■ Written request A
Print the section of the least squares page that starts with "## The code" and goes on through "np.arange(0, 12, 0.4)", word for word.

■ Quoted text
•••

# Least Squares

How to fit a nonlinear function to data

## Introduction

This code produces the figure above. It’s main tool is the curve_fit method, that allows us to fit any function to data, and get optimal parameter values.

## The code

import matplotlib.pyplot as plt
import numpy as np
import matplotlib.gridspec as gridspec
import scipy.special
from scipy.optimize import curve_fit
import matplotlib.patches as patches
import seaborn as sns
sns.set(style="ticks", font_scale=1.5)

Define some functions

x = np.arange(0, 12, 0.4)

def func(x, par0, par1, par2):
return par0 + np.cos(par1 * x + par2)

def add_rec(ax, c, v, col):
ax.add_patch(
patches.Rectangle(
c,          # (x,y)
np.abs(v),  # width
v,          # height
alpha=0.4,
color=col
)
)

Now let’s plot some stuff

%matplotlib notebook

fig, [ax1, ax2] = plt.subplots(2, 1, figsize=(8,6), sharex=True, sharey=True,
subplot_kw={'aspect':'equal'}
)
fig.subplots_adjust(left=0.04, right=0.98, top=0.93, bottom=0.15,
hspace=0.05, wspace=0.02)
params = {#'backend': 'ps',
'font.family': 'serif',
'font.serif': ['Computer Modern Roman'],
'ps.usedistiller': 'xpdf',
'text.usetex': True,
# include here any neede package for latex
'text.latex.preamble': [r'\usepackage{amsmath}'],
}
# the parameter values
par = (1.3, 2, 1)

•••

[Named-object pointing records]
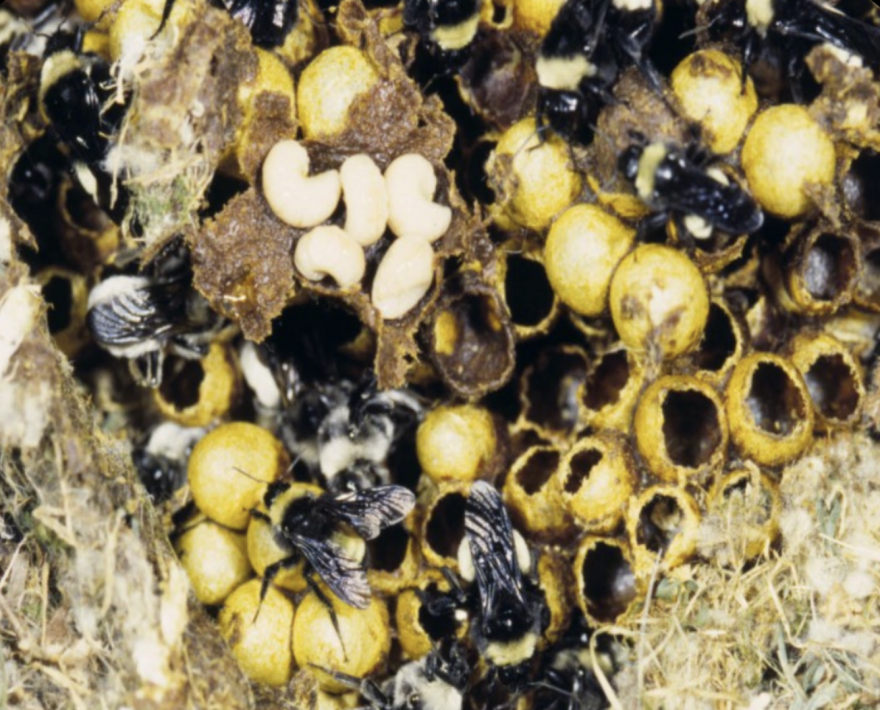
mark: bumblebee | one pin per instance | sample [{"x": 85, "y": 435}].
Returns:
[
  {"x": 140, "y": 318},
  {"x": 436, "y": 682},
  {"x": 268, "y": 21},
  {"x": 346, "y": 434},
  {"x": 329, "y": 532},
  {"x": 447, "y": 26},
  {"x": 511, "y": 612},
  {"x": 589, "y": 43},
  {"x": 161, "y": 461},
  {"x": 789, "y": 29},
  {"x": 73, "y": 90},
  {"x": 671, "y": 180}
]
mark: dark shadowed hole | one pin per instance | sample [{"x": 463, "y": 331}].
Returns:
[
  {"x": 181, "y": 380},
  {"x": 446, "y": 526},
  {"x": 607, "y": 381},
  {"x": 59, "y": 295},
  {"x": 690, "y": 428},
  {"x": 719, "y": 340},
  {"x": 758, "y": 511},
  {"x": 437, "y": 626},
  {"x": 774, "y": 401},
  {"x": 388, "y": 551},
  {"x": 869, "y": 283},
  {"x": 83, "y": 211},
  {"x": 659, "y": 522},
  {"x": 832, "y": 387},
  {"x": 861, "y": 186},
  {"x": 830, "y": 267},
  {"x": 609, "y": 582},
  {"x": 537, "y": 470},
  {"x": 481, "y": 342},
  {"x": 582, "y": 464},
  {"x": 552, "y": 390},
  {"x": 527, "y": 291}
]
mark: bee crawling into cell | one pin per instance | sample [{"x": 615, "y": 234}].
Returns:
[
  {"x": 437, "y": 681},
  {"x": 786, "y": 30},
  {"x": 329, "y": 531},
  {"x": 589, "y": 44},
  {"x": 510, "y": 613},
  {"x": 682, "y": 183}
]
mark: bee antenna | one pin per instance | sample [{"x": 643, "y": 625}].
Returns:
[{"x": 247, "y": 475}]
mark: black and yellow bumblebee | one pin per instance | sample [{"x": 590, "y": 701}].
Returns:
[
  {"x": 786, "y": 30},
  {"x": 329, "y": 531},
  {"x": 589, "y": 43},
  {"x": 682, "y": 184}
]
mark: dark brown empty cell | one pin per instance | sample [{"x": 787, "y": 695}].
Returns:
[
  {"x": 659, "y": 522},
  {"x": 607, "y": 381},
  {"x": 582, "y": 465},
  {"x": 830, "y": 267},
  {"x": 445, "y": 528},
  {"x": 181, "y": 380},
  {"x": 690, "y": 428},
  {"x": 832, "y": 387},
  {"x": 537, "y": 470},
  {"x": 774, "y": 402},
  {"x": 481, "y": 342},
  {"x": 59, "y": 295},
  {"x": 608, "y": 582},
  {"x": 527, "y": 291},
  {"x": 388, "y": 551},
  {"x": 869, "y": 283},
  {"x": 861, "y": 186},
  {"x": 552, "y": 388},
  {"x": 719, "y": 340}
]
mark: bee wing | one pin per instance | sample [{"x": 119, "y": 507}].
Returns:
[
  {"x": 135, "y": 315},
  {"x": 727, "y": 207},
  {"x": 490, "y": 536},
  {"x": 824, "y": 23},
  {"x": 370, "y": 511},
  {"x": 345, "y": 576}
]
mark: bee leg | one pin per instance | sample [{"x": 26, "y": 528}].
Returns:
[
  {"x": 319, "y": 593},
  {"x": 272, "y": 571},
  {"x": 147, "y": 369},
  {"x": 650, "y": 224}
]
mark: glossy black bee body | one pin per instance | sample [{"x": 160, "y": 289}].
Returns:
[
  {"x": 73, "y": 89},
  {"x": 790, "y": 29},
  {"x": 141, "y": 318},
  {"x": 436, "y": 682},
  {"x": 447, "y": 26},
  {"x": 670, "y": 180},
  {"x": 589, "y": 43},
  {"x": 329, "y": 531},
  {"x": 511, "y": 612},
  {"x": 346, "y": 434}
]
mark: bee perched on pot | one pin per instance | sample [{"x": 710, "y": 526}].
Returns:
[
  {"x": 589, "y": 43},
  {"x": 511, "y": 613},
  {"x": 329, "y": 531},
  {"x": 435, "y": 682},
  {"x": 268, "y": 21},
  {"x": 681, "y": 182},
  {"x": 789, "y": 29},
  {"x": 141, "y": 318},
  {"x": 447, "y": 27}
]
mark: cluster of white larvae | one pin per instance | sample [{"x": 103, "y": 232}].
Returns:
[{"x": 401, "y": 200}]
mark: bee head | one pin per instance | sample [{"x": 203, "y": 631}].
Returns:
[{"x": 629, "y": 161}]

•••

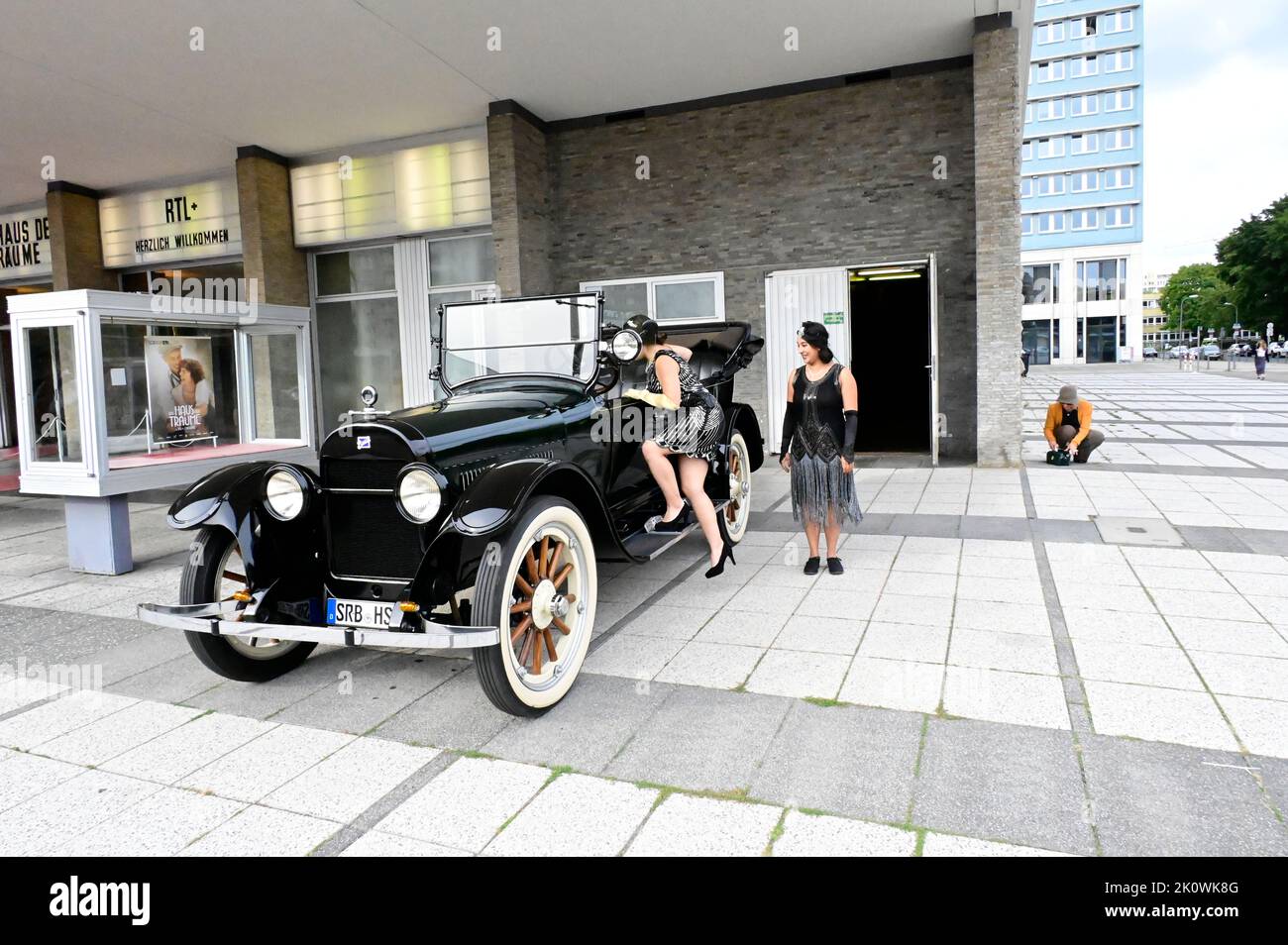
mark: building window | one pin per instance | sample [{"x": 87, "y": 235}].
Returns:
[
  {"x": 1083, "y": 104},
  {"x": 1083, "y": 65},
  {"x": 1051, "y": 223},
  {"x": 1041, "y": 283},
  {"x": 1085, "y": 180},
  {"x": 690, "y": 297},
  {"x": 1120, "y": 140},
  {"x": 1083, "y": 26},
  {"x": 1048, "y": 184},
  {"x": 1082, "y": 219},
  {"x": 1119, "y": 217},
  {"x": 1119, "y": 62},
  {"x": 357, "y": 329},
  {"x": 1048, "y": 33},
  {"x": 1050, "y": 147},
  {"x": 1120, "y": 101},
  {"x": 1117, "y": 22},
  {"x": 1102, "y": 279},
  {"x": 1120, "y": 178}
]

•••

■ Written request B
Locate every line of the records that contains the string "cell", and copy each of those lines.

■ Complete response A
## The code

import matplotlib.pyplot as plt
import numpy as np
import matplotlib.gridspec as gridspec
import scipy.special
from scipy.optimize import curve_fit
import matplotlib.patches as patches
import seaborn as sns
sns.set(style="ticks", font_scale=1.5)

Define some functions

x = np.arange(0, 12, 0.4)

■ Complete response B
mark: bee crawling into cell | one pin per instance | sample [{"x": 615, "y": 234}].
mark: dark brown empty cell | one pin per instance | sample [{"x": 787, "y": 695}].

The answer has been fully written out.